<<<<
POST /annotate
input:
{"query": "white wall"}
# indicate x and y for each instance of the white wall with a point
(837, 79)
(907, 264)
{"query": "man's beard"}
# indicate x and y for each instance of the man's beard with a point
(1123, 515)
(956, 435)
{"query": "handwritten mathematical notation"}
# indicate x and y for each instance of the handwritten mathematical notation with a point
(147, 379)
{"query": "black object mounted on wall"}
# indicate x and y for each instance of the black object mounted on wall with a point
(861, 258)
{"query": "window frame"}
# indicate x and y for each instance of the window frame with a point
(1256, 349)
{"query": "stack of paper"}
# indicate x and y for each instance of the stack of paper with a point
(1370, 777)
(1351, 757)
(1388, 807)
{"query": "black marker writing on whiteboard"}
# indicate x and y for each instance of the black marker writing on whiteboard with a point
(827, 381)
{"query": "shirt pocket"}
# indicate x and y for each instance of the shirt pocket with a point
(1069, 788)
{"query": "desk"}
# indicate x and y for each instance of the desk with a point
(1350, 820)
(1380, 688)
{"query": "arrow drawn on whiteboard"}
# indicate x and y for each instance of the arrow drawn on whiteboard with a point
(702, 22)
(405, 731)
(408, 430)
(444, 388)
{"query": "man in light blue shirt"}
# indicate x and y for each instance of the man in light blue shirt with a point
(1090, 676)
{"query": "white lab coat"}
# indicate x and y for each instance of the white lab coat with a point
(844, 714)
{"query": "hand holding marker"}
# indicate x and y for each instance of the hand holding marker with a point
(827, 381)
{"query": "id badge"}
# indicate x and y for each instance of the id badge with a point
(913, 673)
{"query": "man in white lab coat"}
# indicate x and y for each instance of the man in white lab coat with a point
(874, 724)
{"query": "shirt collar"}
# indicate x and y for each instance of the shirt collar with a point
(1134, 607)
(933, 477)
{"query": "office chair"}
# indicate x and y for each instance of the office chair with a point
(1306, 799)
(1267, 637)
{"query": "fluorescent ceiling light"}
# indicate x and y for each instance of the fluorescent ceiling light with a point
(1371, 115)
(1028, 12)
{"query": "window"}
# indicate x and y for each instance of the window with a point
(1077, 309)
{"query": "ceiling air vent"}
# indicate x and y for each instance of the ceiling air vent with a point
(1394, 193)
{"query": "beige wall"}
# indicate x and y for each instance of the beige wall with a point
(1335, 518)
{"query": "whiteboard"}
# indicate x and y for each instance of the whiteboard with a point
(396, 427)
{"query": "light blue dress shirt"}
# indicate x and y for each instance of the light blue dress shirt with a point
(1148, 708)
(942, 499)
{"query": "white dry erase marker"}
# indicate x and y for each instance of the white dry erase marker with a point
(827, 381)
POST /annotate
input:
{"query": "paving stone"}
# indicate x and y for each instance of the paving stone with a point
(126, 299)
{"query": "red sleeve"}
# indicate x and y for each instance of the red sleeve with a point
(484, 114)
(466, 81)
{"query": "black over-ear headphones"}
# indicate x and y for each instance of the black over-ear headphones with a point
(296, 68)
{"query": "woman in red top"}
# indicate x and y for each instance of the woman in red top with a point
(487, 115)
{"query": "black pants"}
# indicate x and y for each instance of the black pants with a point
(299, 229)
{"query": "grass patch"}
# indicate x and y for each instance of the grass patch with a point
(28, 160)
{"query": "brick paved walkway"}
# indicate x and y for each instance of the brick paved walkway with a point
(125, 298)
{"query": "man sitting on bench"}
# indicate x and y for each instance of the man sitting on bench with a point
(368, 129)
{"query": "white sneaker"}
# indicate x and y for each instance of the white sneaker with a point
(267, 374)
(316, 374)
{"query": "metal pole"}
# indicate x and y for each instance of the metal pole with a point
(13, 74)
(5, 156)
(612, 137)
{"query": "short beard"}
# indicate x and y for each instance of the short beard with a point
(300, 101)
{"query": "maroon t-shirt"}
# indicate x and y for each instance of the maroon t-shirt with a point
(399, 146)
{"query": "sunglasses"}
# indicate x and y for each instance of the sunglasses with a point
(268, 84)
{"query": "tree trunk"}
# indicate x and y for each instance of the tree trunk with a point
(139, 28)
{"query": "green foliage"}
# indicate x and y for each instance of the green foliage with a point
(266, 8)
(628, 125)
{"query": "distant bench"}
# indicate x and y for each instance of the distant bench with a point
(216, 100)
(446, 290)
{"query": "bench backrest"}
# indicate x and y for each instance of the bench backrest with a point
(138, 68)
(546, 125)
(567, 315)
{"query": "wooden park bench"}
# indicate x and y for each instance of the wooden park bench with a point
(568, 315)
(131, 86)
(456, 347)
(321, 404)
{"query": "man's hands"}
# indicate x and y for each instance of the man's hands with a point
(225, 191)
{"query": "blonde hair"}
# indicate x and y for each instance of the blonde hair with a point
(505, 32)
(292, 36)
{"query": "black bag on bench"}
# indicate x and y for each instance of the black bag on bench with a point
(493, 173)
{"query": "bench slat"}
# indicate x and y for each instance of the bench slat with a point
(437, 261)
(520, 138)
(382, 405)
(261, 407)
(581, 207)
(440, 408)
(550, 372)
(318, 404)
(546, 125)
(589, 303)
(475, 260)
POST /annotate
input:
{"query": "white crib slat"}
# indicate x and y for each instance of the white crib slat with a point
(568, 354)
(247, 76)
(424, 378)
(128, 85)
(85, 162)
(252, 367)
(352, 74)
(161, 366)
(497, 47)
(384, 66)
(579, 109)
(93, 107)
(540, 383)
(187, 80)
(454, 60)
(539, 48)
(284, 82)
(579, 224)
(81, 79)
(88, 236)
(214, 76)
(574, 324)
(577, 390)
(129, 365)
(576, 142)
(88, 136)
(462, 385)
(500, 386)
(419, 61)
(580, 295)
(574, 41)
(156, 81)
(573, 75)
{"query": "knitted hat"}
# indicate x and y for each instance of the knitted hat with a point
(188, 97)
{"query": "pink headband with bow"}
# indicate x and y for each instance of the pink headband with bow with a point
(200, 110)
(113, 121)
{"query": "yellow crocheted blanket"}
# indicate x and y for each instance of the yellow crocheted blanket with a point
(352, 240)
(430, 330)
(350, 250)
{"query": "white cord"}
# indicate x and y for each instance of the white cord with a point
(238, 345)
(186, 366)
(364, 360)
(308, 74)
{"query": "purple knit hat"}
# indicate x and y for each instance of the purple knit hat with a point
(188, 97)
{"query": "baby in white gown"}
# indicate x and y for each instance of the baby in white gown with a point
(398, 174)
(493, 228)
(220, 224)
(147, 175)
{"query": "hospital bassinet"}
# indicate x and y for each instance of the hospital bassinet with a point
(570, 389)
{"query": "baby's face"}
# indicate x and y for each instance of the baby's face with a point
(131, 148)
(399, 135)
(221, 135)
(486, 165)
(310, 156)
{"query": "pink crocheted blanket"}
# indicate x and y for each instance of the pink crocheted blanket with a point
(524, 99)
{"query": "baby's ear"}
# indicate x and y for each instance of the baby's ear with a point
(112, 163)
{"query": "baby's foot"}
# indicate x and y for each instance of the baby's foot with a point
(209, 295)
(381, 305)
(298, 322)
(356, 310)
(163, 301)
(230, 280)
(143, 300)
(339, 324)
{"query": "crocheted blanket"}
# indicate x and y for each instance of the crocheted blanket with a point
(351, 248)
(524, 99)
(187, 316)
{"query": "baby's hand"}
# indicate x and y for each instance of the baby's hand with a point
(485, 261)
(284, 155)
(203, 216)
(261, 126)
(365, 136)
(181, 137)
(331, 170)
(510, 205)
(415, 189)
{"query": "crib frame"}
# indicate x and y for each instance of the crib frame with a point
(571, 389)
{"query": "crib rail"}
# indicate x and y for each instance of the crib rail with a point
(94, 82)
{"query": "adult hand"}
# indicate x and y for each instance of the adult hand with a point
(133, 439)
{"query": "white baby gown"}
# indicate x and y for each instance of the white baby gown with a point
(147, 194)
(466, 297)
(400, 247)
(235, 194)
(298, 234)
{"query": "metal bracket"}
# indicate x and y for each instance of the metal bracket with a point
>>>>
Reproduce the entries word for word, from the very first line through the line that contains "(1256, 349)", and include that line as well.

POST /annotate
input:
{"query": "white wall"}
# indicate x and y for each instance of the white wall with a point
(837, 79)
(907, 264)
{"query": "man's beard"}
# indicate x and y for each instance of the man's beard with a point
(1123, 515)
(956, 435)
{"query": "handwritten mathematical notation"}
# indicate x and y for each instance of the handwritten mathematical notation with a point
(147, 379)
{"query": "black object mounted on wall"}
# indicate x and y for each instance of the black object mounted on wall with a point
(861, 258)
{"query": "window frame"}
# indicate x and y for each instance of the window frame with a point
(1256, 349)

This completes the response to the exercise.